### What needs to be done
Give back nothing but the number of lines in these entries that contain the word "instance".

[Collected data entries]

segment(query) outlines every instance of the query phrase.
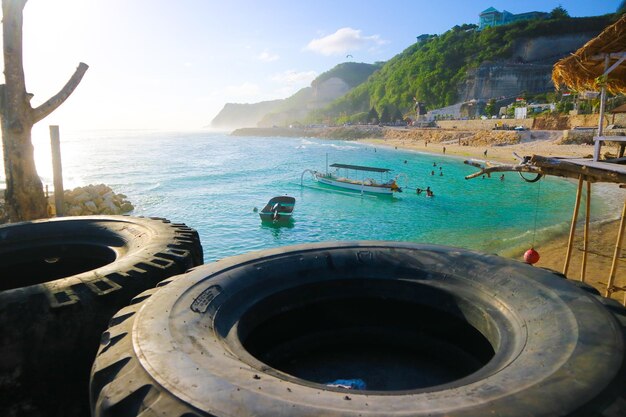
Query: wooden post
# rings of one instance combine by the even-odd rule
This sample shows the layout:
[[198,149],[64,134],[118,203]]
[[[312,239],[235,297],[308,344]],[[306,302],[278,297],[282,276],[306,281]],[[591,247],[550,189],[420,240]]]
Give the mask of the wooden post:
[[587,272],[587,248],[589,245],[589,214],[591,212],[591,181],[587,180],[587,201],[585,203],[585,231],[583,233],[583,262],[580,266],[580,280],[585,282]]
[[[607,75],[609,68],[609,54],[604,55],[604,74]],[[601,137],[604,133],[604,107],[606,105],[606,84],[602,84],[600,90],[600,115],[598,117],[598,136]],[[598,140],[594,143],[593,160],[599,161],[602,158],[600,155],[600,148],[602,147],[602,141]]]
[[606,87],[602,86],[600,91],[600,116],[598,120],[598,136],[604,133],[604,105],[606,103]]
[[63,167],[61,166],[61,140],[59,126],[50,126],[52,146],[52,178],[54,182],[54,208],[57,217],[63,216]]
[[576,191],[576,203],[574,203],[574,215],[572,216],[572,224],[569,228],[569,240],[567,241],[567,253],[565,254],[565,265],[563,265],[563,275],[567,276],[569,269],[569,261],[572,256],[572,246],[574,245],[574,233],[576,233],[576,219],[578,218],[578,210],[580,209],[580,197],[583,189],[583,176],[578,177],[578,190]]
[[613,253],[613,263],[611,264],[611,273],[609,274],[609,282],[606,284],[605,297],[611,297],[613,292],[613,282],[615,281],[615,273],[617,272],[617,261],[619,260],[620,252],[622,251],[622,240],[624,238],[624,217],[626,217],[626,201],[624,201],[624,208],[622,209],[622,218],[619,222],[619,231],[617,232],[617,242],[615,243],[615,252]]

### Result of the task
2